- _DOCUMENT PASSAGE_:
□ □ □ □ □
Few studies have evaluated serum metabolomic changes in women with breast cancer. Wei et al. [108] compared the serum metabolic profile of HER2-positive women with a pCR, a partial response, and with stationary disease following neoadjuvant chemotherapy with epirubicin and cyclophosphamide followed by doxorubicin associated with trastuzumab. They identified a progressive increase in threonine, glutamine, and linoleic acid in patients with a pCR, followed by those with a partial response and stationary disease with the progressive reduction of isoleucine. The underlying mechanism of this distinction in resistant and sensitive patients is not fully understood. In vivo analyses showed that the linoleic acid pathway was the most affected after doxorubicin treatment [108].

7. Future Perspectives

Metabolomic analytical techniques are distinguished by the level of sensitivity, volume of material to be analyzed, and sample preparation methods. Analytical platform improvements have allowed the high-throughput collection of different molecular levels with large amounts of data. These multi-layer data omics enable a clearer view of biological systems to be obtained because they do not only focus on single-layer omics. Given the complementary nature of different molecular levels, multi-layer data omics facilitate understanding and applicability in clinical routine. Metabolomics is therefore an attractive approach for providing information about cancer biology because it is obtained through a metabolic profile and is associated with complementary methods [96].

Recent studies have focused on in vitro and in vivo approaches. However, few have correlated both approaches to validate the methodology. Additionally, few have evaluated the different subtypes of breast cancer with respect to functions of time, stage, drugs, and duration of treatment. Studies in clinical cohorts should therefore be performed to recognize the potential of data to predict results and follow up on breast cancer treatment. It is also important that specialized oncologists work with other health professionals to improve the analysis of results obtained from methodological tools and present them in a format that is helpful for managing routine patients. Use of the metabolomic approach in clinical routine helps decipher the main regulatory pathways in different breast cancer subtypes. The clarification of individual behavioral changes in both disease development and treatment response is essential for developing more effective treatments and customizing cancer treatments [109].
□ □ □ □ □
- _ACTION ITEM 1_: In the breast cancer metabolomics passage, which pathway did in vivo analyses show was most affected after doxorubicin treatment?
- _ACTION ITEM 2_: Please write out the breast cancer metabolomics passage starting at "Few studies have" and ending at "doxorubicin treatment [108].".
- _ACTION ITEM 3_: Extend the breast cancer metabolomics passage past its last sentence.

Point-per-instance localization data:
□ □ □ □ □
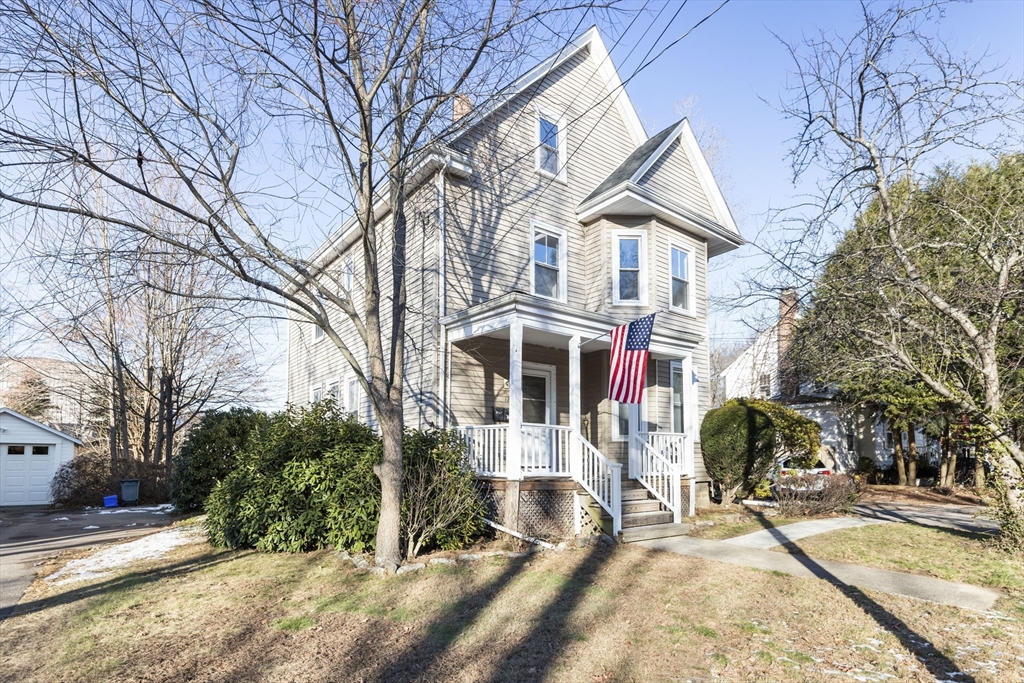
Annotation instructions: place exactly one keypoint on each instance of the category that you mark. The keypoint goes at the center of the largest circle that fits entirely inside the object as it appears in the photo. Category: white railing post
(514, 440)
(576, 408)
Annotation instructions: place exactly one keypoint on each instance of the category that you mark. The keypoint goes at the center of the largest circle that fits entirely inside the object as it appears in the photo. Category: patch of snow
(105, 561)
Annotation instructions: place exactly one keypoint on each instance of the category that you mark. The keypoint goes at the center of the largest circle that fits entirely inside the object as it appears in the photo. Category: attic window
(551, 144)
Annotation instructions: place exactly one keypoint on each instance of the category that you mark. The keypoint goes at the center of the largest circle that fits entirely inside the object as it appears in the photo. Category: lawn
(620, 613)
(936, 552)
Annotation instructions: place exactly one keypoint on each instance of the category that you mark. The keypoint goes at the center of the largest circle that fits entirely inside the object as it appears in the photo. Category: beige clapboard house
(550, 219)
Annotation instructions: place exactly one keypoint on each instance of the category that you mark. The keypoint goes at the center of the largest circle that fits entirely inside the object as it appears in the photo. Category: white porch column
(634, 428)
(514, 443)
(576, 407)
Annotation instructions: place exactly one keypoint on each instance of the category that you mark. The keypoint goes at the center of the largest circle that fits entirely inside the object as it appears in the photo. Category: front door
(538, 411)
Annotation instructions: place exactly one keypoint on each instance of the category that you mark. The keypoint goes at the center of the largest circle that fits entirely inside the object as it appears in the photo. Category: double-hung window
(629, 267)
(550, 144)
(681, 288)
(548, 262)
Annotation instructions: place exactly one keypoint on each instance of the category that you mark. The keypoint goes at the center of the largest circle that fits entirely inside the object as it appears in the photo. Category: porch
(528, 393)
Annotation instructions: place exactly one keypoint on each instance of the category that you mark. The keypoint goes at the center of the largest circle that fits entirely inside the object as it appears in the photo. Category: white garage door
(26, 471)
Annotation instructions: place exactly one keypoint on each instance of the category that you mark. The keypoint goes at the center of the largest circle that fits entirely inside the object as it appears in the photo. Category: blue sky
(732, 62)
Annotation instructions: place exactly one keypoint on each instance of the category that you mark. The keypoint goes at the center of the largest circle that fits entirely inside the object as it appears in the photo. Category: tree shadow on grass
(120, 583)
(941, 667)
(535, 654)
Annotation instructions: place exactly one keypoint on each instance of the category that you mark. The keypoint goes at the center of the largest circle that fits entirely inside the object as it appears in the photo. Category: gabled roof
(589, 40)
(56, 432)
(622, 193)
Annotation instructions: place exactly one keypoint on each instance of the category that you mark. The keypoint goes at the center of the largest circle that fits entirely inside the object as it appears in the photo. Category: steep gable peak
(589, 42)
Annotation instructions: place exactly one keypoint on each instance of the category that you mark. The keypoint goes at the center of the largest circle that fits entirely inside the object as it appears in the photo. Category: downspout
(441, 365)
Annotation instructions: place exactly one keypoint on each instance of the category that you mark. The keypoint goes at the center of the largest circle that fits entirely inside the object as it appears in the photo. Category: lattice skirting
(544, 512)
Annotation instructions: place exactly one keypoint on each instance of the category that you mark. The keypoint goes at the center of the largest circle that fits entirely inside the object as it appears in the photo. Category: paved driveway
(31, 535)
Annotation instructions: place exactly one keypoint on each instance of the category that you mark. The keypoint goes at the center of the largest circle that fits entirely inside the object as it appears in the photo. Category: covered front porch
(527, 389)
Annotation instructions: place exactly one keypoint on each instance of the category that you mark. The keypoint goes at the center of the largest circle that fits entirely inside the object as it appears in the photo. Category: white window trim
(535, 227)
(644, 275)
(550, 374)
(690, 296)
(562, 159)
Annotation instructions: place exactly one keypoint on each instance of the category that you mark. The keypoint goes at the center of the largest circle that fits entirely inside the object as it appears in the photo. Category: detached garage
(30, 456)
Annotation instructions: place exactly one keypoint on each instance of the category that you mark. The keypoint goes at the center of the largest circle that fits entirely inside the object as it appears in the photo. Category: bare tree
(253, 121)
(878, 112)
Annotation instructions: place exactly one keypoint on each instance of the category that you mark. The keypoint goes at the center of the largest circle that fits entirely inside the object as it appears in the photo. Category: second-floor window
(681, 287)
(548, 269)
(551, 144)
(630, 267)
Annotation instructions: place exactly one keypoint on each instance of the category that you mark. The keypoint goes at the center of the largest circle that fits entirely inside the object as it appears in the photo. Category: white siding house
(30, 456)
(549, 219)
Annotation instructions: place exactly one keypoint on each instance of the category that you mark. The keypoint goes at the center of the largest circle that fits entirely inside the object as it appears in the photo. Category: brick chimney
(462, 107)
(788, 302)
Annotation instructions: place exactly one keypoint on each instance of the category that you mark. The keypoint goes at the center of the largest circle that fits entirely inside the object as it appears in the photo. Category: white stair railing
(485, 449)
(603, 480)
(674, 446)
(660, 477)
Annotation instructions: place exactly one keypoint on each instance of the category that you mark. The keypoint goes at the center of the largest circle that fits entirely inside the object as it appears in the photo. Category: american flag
□ □ □ □ □
- _RESPONSE 1_: The linoleic acid pathway.

- _RESPONSE 2_:
Few studies have evaluated serum metabolomic changes in women with breast cancer. Wei et al. [108] compared the serum metabolic profile of HER2-positive women with a pCR, a partial response, and with stationary disease following neoadjuvant chemotherapy with epirubicin and cyclophosphamide followed by doxorubicin associated with trastuzumab. They identified a progressive increase in threonine, glutamine, and linoleic acid in patients with a pCR, followed by those with a partial response and stationary disease with the progressive reduction of isoleucine. The underlying mechanism of this distinction in resistant and sensitive patients is not fully understood. In vivo analyses showed that the linoleic acid pathway was the most affected after doxorubicin treatment [108].

- _RESPONSE 3_:
Breast cancer is a heterogeneous disease, and chemotherapy failures are caused by drug resistance, which is a leading cause of breast cancer mortality. The metabolic analysis of fluids and tissues of cancer patients contributes to an understanding of the metabolic pathway reprogramming involved in neoplastic transformation, prognosis, and drug resistance [78,79]. Several studies have been proposed to evaluate metabolic pathway reprogramming in chemoresistance, and identify patients who are resistant to chemotherapy. However, studies that verify whether metabolic pathways are associated with the response to chemotherapy are lacking. Such studies could provide evidence for use in clinical practice, while the identification of different metabolic profiles may suggest new molecular targets and metabolic biomarkers that will contribute to patient stratification of different breast cancer subtypes. Finally, the knowledge of specific metabolic pathways could impact on the evaluation of new drugs with possible repercussions on the survival of breast cancer patients. The prompt identification of chemotherapy-resistant tumors would aid with earlier and more accurate stratification of patients, and the choice of adjusted therapeutic regimens [74,105].